---------- Exercise inputs

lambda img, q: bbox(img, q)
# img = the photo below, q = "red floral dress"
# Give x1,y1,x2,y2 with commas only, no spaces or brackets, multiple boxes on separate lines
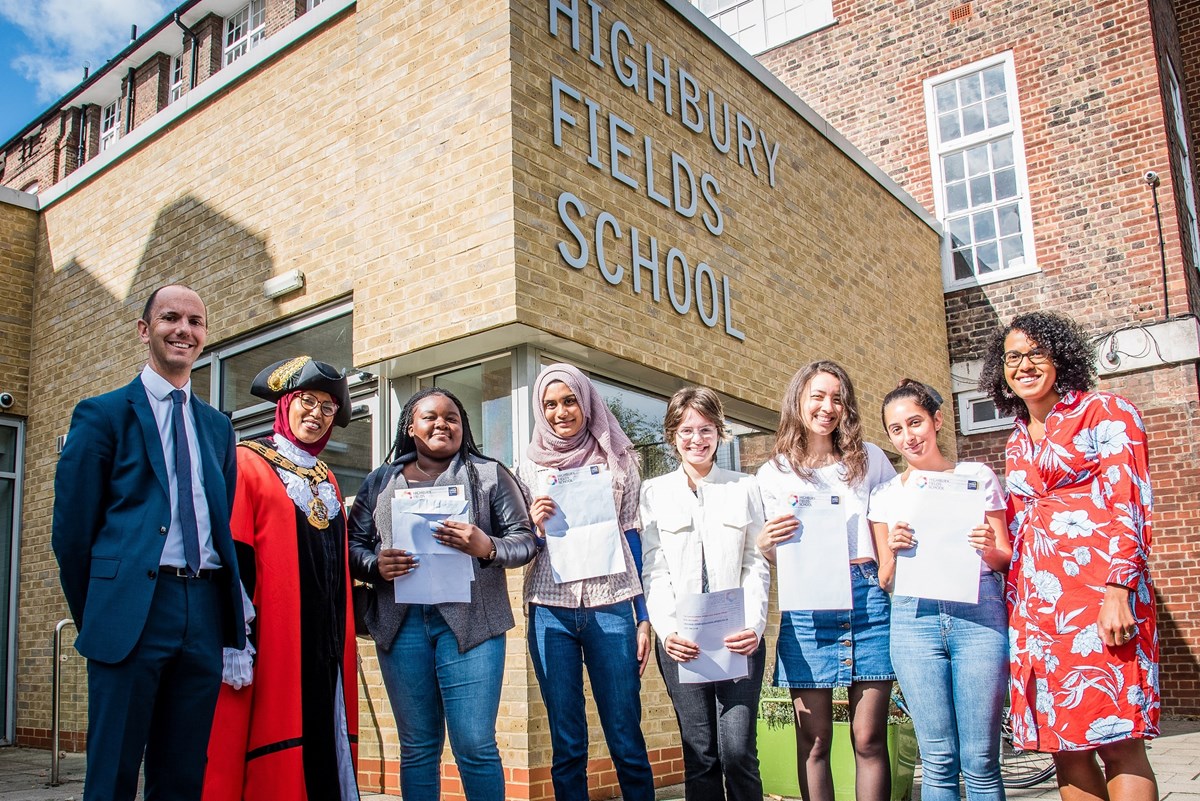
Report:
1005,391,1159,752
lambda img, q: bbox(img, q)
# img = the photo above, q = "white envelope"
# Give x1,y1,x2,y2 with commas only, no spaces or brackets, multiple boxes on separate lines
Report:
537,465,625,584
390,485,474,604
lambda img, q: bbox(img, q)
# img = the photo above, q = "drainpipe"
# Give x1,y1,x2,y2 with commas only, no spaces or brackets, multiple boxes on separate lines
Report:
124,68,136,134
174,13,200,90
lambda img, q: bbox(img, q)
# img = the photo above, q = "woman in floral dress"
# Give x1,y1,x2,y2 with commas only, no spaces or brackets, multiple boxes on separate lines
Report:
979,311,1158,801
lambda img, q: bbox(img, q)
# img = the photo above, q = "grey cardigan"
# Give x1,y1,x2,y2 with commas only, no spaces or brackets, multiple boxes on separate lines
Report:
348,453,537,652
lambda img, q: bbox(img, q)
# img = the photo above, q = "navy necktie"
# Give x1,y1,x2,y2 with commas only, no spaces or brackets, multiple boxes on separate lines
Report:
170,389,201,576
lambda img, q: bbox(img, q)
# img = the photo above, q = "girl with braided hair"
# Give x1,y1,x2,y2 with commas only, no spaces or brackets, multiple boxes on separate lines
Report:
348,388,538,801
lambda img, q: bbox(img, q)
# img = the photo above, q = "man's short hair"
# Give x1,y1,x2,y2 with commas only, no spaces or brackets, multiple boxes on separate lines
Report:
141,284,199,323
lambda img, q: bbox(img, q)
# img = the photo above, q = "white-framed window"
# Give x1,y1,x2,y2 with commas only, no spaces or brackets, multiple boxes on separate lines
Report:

--------------------

=== What is needed ===
Which lines in the records contain the word "floral"? Copy each one.

=== Task result ===
# img = the photo below, q = "red floral dress"
# img = the photo above, q = "woman in floral dress"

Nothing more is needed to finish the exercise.